**Text section**
Researchers identify new target for anti-malaria drug

International researchers have identified the first reported inhibitors of a key malaria parasite enzyme that could lead to the basis for developing novel anti-malaria drugs.

The researchers, led by scientists from the University of California - San Diego's School of Medicine, screened approximately 350,000 compounds to identify the ones that inhibit the Plasmodium falciparum glucose-6-phosphate dehydrogenase enzyme. The PfG6PD is used by the parasite to proliferate and propagate itself, Infection Control Today reports.

"The enzyme G6PD catalyzes an initial step in a process that protects the malaria parasite from oxidative stress in red blood cells, creating an environment in which the parasite survives," Lars Bode, a senior author of the study, said, according to Infection Control Today.

The scientists focused on the parasitic form of the enzyme to avoid side effects that could occur by using the human form of the enzyme.

**Provided records**
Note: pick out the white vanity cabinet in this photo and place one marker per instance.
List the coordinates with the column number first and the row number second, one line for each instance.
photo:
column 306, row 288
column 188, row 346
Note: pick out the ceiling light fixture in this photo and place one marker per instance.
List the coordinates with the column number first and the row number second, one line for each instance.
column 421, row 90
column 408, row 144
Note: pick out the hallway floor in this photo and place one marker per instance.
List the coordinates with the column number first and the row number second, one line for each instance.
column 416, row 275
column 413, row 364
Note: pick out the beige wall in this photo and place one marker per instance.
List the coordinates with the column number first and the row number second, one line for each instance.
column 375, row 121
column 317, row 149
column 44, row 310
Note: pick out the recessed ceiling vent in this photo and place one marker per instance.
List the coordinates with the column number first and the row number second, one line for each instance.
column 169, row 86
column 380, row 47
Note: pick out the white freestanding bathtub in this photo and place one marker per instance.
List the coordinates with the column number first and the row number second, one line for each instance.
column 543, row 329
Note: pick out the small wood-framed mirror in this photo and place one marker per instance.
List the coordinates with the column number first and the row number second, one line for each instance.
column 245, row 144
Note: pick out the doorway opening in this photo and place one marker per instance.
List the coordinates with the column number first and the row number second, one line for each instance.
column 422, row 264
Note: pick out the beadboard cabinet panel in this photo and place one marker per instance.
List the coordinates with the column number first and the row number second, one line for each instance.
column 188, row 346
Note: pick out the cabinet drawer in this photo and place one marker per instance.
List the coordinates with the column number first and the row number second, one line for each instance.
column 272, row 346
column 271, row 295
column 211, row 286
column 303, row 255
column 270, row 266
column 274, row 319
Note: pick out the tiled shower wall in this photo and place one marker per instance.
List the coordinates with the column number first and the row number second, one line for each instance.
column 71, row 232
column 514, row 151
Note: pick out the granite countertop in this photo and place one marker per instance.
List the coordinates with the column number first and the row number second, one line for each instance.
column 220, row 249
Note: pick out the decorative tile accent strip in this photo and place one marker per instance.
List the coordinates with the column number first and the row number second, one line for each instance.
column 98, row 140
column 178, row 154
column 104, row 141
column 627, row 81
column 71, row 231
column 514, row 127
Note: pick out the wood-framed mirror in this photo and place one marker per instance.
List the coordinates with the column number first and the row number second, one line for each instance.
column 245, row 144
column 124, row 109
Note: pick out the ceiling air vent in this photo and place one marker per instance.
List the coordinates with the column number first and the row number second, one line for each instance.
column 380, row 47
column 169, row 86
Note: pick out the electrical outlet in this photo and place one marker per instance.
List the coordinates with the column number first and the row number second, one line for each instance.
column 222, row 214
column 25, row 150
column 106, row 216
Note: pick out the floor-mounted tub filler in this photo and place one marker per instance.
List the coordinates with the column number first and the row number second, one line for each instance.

**Study questions**
**1.** Reproduce the malaria enzyme article word for word, from "Researchers identify new" up to and including "novel anti-malaria drugs.".
**2.** Extend the malaria enzyme article beyond its final sentence.
The rows come from a separate source and have no connection to the malaria enzyme article.

**Results of the exercise**
**1.**
Researchers identify new target for anti-malaria drug

International researchers have identified the first reported inhibitors of a key malaria parasite enzyme that could lead to the basis for developing novel anti-malaria drugs.

**2.**
While testing of a recombinant PfG6PD was previously limited, team members in Germany's Justus-Liebig-University developed the first complete and functional recombinant PfG6PD. Researchers at the Sanford-Burnham Medical Research Institute in California then used the enzyme to identify a lead compound for a potential inhibitor, ML276.

ML276 was found to cease the growth of malaria parasites in cultured red blood cells, even the ones that developed drug resistance.

"ML276 is a very promising basis for future drug design of new anti-malarial therapeutics," Bode said, according to Infection Control Today.